[Written problem]
Count how many of the lines below contain the word "distant", matching case exactly, and give only the number.

[Entries supplied]
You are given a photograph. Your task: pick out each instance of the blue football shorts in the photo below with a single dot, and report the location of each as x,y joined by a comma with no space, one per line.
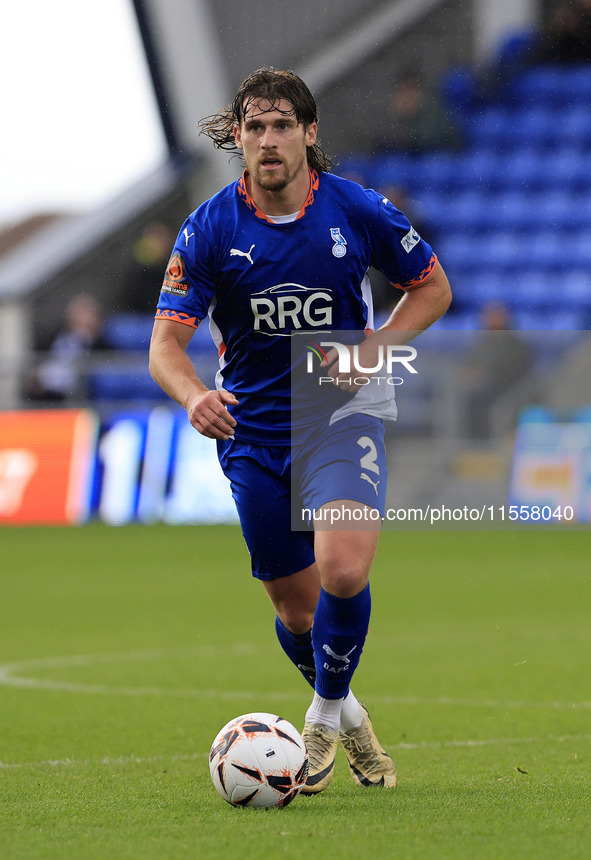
275,485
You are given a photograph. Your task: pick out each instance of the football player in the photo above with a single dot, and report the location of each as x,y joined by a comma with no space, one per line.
284,251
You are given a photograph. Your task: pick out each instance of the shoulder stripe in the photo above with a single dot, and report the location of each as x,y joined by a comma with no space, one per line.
422,276
177,316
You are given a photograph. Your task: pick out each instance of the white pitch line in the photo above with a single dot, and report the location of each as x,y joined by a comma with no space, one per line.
11,676
431,745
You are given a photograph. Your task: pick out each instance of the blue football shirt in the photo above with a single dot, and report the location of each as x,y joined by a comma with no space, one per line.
259,282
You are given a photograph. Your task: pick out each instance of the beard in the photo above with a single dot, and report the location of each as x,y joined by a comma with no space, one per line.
276,180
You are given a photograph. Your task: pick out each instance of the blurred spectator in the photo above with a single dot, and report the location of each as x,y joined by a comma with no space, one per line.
150,254
420,122
61,375
497,362
566,34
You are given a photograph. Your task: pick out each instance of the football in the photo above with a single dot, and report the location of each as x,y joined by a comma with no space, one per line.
258,760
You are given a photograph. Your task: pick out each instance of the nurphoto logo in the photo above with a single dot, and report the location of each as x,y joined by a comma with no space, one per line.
348,362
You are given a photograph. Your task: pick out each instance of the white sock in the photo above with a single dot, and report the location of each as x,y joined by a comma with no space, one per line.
351,713
326,712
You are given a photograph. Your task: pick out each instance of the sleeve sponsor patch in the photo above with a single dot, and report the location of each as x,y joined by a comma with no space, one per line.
174,277
410,239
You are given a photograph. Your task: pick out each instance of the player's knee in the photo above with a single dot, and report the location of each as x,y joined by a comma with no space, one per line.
297,619
344,578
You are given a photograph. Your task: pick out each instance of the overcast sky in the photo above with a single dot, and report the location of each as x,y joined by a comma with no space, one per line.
79,121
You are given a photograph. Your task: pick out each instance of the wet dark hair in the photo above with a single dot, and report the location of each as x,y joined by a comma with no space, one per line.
272,85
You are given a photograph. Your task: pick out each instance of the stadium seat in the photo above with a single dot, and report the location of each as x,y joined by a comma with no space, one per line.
574,127
129,330
436,171
537,127
543,85
390,169
576,80
491,129
480,170
119,382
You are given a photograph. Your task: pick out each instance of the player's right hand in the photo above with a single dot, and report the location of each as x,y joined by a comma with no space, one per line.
208,413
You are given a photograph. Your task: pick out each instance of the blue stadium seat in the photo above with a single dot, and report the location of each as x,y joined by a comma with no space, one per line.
537,127
574,127
542,85
468,213
513,210
436,171
569,168
117,382
573,289
524,169
129,330
579,249
391,169
491,129
480,170
576,80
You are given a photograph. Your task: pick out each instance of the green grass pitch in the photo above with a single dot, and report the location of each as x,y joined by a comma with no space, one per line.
123,651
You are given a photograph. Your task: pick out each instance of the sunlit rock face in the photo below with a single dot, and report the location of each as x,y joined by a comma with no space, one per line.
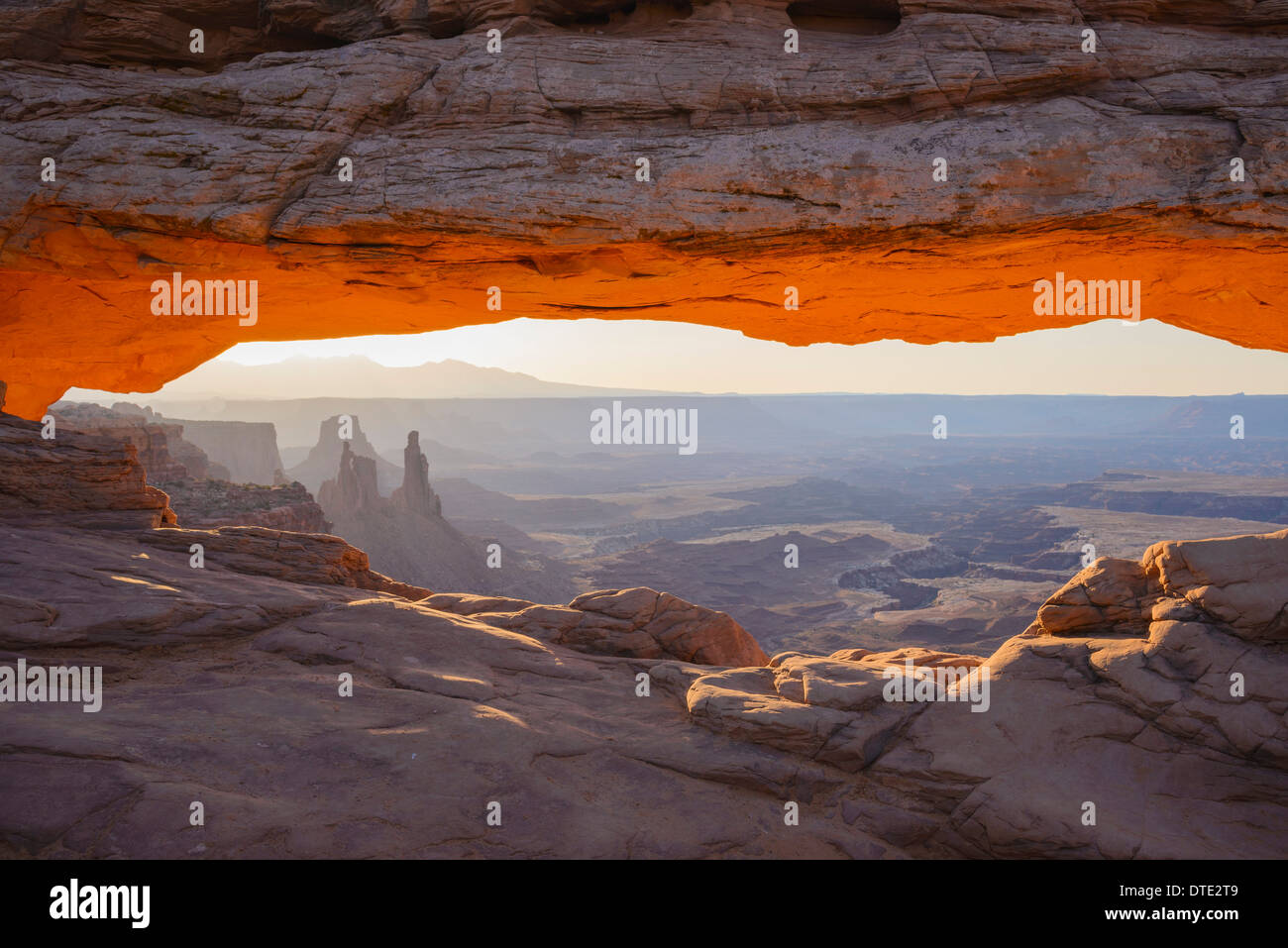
520,170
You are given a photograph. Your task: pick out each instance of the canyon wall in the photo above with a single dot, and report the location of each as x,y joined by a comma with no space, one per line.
496,184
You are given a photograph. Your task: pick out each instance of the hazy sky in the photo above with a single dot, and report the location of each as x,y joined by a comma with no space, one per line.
1104,357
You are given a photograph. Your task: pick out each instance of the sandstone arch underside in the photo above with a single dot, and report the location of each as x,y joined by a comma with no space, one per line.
518,168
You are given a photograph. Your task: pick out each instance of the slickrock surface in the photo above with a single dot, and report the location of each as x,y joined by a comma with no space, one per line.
161,447
220,504
222,685
86,479
518,170
639,622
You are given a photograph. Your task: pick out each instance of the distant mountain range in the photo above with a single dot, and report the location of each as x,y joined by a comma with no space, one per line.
357,376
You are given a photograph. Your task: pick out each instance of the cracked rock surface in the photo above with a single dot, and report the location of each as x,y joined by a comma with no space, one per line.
518,168
222,685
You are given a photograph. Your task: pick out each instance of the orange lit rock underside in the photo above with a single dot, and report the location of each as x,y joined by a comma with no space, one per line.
99,333
768,170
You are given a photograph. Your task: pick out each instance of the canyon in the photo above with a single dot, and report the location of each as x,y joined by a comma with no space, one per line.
299,625
220,686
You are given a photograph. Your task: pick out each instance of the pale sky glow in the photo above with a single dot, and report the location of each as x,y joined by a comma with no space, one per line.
1106,357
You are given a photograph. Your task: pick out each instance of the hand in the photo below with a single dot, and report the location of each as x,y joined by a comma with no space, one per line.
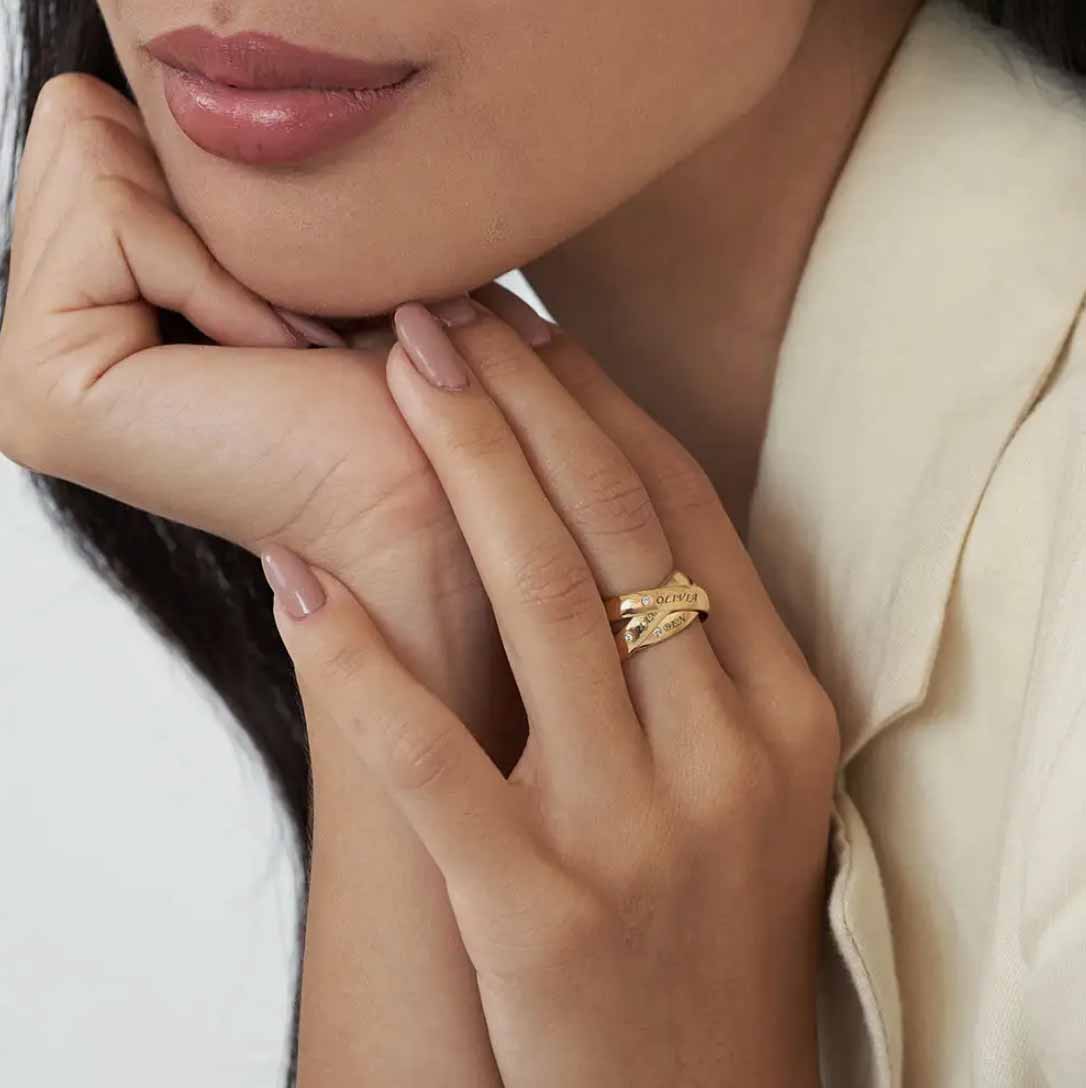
247,437
641,900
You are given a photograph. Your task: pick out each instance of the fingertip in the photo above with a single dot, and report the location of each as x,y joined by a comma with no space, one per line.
297,589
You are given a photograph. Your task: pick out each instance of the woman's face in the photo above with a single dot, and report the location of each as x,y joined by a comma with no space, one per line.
533,119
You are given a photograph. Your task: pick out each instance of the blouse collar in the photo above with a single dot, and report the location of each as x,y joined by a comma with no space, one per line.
940,289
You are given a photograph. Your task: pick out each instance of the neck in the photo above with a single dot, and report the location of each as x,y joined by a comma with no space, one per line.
683,292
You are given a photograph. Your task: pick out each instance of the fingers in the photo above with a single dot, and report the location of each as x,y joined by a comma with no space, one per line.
71,111
596,492
434,770
61,187
123,247
96,225
545,598
748,634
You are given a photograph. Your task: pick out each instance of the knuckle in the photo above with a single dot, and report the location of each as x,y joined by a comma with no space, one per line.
417,757
495,354
558,588
94,139
810,739
614,501
683,485
482,437
344,663
64,95
114,195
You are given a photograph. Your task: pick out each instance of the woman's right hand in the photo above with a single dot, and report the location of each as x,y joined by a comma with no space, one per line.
255,441
248,439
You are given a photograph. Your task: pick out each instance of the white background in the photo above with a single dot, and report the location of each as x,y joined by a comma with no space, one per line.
147,892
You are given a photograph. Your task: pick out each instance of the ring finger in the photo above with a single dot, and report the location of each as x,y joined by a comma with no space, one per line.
593,487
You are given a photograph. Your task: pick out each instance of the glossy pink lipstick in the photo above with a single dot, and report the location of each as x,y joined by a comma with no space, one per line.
258,99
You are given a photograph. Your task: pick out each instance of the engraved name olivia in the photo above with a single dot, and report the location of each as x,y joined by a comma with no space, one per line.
667,598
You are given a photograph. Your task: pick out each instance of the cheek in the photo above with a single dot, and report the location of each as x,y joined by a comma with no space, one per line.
534,120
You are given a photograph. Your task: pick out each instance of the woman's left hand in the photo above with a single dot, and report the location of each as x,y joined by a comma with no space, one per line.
642,898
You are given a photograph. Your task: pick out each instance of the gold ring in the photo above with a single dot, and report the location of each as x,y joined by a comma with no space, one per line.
656,614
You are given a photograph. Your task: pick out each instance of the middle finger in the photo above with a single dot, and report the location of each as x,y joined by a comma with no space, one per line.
545,600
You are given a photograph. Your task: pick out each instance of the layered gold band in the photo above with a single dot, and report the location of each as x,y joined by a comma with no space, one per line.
656,614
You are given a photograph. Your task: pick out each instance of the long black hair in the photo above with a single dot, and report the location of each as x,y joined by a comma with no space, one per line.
202,594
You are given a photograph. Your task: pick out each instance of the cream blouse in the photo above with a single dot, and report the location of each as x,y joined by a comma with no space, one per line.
920,520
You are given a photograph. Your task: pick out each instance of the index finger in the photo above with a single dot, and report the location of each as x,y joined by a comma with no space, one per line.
744,628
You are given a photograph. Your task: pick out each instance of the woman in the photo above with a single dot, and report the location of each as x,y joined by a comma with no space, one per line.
817,272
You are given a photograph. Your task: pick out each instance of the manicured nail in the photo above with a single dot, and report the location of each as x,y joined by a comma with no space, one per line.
427,345
534,331
313,331
292,580
456,311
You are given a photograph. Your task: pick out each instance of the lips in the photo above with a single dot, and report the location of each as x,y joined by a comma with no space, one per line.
258,99
262,61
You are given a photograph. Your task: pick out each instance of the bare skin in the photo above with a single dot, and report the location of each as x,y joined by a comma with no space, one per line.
683,293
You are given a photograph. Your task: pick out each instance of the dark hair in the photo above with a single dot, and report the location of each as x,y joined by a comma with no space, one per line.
202,594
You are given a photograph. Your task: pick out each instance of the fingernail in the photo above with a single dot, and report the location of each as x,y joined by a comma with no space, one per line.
292,581
534,331
454,312
313,331
427,345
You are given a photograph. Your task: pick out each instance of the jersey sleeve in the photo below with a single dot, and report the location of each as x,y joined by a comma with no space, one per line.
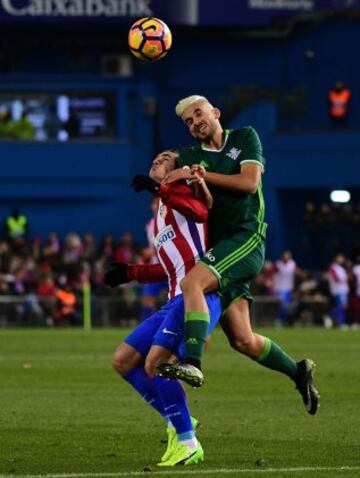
180,197
146,273
252,149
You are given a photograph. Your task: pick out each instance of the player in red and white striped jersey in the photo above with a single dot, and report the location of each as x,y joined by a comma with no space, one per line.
180,240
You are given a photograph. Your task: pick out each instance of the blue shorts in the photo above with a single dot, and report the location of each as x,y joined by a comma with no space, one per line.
166,326
154,289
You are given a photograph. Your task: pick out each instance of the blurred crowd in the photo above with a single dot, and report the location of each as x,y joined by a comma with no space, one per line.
327,229
46,279
50,275
329,297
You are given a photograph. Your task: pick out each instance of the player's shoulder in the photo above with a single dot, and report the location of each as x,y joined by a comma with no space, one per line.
186,154
245,132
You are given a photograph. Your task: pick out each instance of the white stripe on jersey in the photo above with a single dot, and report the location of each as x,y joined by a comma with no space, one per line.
179,247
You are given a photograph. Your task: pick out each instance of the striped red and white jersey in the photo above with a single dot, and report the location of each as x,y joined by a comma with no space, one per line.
179,241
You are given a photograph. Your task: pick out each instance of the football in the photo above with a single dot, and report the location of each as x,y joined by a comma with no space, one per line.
149,39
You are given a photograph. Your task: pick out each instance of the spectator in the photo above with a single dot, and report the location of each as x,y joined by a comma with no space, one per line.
284,283
339,102
16,225
355,289
339,290
125,251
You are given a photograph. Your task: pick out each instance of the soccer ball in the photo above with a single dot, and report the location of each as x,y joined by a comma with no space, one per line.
150,39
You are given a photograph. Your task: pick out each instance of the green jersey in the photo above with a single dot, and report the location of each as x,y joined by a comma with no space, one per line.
232,212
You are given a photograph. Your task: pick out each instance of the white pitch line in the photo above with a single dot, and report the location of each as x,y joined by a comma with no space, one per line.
221,471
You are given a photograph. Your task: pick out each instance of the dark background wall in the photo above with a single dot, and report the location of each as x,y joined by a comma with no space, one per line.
278,84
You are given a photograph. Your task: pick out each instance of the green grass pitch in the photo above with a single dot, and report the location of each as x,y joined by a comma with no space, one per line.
65,413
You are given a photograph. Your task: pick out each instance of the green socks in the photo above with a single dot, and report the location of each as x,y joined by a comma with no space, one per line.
275,358
196,331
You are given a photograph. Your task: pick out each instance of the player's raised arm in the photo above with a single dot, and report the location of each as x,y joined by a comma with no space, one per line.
247,181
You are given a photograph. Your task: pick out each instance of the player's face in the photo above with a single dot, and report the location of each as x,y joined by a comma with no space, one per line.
202,119
162,165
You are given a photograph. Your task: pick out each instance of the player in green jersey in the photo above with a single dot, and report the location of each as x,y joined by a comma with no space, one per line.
232,164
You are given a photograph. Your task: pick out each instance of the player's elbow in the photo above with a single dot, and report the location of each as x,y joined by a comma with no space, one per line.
251,187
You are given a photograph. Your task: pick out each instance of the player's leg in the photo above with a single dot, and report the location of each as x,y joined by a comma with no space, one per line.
181,426
170,337
236,325
197,318
208,275
150,294
188,370
129,359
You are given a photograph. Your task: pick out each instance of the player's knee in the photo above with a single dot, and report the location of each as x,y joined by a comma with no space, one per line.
188,285
150,367
245,345
121,363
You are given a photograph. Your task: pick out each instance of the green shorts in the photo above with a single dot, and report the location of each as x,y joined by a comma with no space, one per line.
236,261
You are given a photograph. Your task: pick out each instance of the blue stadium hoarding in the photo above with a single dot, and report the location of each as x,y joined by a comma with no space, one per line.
181,12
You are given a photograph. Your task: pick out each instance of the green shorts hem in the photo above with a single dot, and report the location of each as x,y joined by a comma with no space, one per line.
241,296
213,270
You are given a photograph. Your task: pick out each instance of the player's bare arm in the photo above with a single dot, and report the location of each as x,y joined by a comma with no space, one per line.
201,191
247,181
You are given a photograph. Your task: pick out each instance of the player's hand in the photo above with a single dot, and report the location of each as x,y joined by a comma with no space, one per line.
117,274
177,175
144,183
199,171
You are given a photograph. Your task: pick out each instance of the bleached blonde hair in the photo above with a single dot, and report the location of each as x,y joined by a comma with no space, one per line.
186,102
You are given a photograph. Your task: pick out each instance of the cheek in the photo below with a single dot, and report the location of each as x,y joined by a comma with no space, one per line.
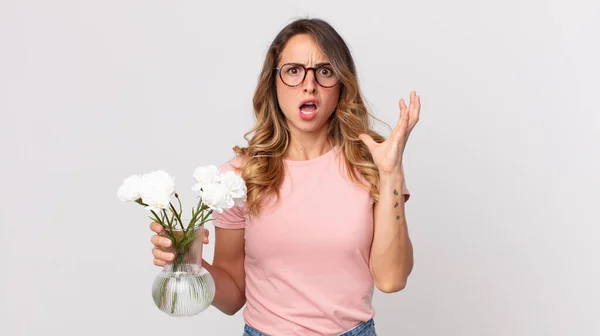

[Full solution]
1